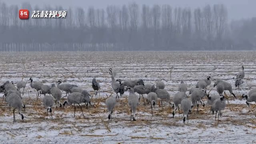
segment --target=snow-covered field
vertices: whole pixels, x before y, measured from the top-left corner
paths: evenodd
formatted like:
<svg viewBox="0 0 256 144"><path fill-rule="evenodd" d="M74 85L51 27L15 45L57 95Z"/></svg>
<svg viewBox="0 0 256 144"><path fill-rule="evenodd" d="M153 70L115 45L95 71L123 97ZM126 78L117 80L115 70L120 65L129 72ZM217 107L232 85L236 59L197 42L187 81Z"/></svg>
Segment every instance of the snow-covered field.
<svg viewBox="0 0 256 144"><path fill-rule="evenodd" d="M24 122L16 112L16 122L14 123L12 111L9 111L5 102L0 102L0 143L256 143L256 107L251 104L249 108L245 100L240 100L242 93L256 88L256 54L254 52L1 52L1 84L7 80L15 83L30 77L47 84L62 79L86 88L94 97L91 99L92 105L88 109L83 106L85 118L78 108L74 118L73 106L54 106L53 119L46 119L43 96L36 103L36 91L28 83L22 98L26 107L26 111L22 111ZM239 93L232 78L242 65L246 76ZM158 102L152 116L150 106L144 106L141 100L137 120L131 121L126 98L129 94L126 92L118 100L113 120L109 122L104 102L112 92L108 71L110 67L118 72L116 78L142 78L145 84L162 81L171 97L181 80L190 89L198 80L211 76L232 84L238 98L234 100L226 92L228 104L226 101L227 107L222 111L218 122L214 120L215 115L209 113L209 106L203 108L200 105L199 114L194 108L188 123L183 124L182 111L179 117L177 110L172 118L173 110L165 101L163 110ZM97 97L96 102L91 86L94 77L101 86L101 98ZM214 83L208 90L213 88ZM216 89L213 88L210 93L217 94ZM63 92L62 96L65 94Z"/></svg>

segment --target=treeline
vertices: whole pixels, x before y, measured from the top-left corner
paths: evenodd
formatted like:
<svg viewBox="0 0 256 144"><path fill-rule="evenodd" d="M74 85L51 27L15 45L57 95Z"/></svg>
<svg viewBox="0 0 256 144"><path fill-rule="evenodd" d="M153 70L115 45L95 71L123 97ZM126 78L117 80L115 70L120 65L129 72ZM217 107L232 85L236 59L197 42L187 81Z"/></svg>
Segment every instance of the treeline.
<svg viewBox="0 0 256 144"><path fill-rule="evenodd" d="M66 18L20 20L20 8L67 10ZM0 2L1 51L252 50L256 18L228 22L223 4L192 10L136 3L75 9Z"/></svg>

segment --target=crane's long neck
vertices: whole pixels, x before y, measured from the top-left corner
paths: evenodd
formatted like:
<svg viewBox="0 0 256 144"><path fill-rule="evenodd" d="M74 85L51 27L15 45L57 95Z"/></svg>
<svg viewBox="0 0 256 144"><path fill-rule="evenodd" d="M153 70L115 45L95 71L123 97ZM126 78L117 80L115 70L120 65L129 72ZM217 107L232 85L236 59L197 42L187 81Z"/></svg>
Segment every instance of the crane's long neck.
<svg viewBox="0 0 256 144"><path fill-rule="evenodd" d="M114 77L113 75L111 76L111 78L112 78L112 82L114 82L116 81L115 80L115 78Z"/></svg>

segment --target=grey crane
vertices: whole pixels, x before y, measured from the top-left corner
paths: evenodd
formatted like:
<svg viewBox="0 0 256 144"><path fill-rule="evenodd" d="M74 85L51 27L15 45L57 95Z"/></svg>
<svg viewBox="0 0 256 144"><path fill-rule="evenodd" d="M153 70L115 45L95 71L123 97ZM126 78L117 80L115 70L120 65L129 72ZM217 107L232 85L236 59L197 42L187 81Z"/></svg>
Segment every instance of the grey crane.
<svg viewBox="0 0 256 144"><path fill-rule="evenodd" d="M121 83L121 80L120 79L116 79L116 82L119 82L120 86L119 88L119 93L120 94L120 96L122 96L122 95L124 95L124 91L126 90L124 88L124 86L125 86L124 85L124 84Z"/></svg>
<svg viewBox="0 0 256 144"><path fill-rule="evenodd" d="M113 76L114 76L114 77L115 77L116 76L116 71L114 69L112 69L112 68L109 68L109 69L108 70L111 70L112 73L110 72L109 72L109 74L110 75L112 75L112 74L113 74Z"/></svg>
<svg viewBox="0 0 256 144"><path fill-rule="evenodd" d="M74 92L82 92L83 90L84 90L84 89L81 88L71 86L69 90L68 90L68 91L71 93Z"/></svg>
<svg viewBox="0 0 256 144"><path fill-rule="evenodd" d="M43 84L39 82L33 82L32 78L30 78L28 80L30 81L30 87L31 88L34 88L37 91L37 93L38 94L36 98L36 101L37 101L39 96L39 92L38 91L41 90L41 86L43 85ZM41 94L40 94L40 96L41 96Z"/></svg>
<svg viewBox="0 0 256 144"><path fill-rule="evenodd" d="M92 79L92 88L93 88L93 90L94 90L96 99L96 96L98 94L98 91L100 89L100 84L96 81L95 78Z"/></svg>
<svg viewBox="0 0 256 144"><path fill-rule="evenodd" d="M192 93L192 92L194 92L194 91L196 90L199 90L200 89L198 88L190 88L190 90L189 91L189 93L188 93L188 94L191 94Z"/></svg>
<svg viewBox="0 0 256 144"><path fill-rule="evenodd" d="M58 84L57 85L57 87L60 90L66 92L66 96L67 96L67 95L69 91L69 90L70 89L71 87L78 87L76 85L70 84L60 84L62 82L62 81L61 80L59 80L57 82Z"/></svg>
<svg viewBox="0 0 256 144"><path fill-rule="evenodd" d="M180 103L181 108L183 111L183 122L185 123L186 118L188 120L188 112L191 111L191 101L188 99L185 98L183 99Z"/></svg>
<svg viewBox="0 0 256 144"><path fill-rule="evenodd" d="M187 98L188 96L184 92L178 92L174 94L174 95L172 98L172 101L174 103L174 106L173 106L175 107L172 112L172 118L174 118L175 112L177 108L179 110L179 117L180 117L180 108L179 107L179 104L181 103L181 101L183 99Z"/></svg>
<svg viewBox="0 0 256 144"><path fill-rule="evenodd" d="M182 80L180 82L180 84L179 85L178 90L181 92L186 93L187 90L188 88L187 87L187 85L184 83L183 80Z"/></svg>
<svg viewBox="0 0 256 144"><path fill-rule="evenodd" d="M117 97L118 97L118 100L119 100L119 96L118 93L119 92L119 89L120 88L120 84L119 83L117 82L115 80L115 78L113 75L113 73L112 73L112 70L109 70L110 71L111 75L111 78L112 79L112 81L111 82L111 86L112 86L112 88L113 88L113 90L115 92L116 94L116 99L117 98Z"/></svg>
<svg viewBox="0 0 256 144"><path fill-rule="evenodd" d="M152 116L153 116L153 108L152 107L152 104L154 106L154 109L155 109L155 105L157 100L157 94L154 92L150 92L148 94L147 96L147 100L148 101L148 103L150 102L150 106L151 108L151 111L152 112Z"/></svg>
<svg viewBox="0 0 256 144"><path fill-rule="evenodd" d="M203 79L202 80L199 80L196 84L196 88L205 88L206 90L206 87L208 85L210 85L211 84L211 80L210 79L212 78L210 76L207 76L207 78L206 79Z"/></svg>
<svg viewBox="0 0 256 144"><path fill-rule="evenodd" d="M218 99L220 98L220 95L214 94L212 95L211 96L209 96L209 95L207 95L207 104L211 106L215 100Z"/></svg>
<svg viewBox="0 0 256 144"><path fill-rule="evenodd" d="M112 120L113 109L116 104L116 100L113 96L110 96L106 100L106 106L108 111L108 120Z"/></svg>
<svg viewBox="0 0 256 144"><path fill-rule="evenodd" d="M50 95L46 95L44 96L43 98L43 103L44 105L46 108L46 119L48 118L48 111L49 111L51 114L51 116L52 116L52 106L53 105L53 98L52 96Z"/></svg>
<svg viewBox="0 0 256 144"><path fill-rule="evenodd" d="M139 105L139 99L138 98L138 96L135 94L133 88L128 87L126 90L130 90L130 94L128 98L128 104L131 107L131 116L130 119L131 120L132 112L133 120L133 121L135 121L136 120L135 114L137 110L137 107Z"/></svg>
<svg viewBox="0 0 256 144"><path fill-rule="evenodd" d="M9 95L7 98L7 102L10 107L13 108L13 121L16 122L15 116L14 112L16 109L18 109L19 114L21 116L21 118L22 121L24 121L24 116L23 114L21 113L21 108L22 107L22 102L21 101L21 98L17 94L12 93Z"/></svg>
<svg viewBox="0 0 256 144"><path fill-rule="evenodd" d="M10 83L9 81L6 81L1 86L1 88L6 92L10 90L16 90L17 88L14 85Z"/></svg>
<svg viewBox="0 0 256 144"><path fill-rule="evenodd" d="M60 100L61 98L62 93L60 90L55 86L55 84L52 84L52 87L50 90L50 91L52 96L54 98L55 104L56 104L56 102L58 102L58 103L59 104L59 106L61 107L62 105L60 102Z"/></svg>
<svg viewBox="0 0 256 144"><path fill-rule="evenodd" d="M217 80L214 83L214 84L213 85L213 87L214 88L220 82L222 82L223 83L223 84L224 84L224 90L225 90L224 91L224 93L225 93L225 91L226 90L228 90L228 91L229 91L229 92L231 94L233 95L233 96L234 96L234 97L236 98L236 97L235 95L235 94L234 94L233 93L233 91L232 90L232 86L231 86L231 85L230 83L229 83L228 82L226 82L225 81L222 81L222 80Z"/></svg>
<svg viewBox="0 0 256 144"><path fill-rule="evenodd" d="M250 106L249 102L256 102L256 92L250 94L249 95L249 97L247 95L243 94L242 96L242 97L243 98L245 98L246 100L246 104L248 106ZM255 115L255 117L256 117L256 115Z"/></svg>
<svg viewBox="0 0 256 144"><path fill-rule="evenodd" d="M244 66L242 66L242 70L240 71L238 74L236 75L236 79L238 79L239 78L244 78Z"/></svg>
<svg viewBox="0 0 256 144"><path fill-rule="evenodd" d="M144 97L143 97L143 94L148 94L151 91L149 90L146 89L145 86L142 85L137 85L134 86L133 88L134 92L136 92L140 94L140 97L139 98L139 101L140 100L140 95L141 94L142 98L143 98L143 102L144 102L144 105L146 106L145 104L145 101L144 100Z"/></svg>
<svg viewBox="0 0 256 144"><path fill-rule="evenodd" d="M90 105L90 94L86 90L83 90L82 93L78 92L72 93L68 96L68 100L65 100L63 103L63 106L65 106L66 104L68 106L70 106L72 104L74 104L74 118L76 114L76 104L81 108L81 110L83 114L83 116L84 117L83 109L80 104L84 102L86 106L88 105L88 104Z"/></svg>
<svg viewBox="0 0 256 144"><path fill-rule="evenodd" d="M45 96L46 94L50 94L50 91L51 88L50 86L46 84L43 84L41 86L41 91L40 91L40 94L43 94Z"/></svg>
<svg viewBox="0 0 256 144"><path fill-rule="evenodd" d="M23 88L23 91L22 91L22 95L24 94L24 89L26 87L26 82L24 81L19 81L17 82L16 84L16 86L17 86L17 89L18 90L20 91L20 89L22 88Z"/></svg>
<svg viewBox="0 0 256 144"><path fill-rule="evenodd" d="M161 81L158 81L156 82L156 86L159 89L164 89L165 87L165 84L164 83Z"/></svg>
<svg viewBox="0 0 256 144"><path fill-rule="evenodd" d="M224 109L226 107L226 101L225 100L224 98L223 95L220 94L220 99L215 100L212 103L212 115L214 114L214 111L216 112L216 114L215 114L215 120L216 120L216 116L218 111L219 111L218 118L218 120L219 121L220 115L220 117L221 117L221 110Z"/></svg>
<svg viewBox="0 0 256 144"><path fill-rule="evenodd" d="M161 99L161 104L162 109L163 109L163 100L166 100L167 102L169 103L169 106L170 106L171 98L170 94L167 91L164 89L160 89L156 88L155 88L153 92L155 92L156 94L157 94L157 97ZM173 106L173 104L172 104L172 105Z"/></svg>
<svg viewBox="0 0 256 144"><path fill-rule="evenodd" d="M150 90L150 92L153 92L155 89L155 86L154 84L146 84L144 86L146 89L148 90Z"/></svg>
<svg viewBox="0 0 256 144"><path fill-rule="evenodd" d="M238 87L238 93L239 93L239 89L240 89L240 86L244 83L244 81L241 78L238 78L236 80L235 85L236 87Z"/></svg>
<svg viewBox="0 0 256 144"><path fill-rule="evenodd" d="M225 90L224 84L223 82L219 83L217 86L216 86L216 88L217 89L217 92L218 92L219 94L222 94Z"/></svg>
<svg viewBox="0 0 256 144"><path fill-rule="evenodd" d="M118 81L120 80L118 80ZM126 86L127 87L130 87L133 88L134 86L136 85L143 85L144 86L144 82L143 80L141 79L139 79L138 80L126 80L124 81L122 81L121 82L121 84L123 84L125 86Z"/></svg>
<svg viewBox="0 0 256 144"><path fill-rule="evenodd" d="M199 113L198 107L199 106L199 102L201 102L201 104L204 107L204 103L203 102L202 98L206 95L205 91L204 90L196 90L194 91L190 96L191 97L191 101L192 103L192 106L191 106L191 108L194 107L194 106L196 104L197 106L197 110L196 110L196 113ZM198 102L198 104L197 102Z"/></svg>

- - -

Reproduce verbatim the part of the material that opens with the line containing "segment --target=grey crane" and closes with the line containing "83L121 80L120 79L116", including both of those lines.

segment --target=grey crane
vertices: whole pixels, x before y, measured from the top-left corner
paths: evenodd
formatted like:
<svg viewBox="0 0 256 144"><path fill-rule="evenodd" d="M74 85L51 27L15 45L57 95Z"/></svg>
<svg viewBox="0 0 256 144"><path fill-rule="evenodd" d="M153 70L115 45L95 71L123 97ZM126 78L117 80L115 70L120 65L129 72ZM217 107L232 85L236 59L197 42L187 81Z"/></svg>
Segment every instance of the grey crane.
<svg viewBox="0 0 256 144"><path fill-rule="evenodd" d="M121 83L121 80L120 79L116 79L116 82L119 82L120 86L119 88L119 93L120 94L120 96L122 96L122 95L124 95L124 91L126 90L124 88L124 86L125 86L124 85L124 84Z"/></svg>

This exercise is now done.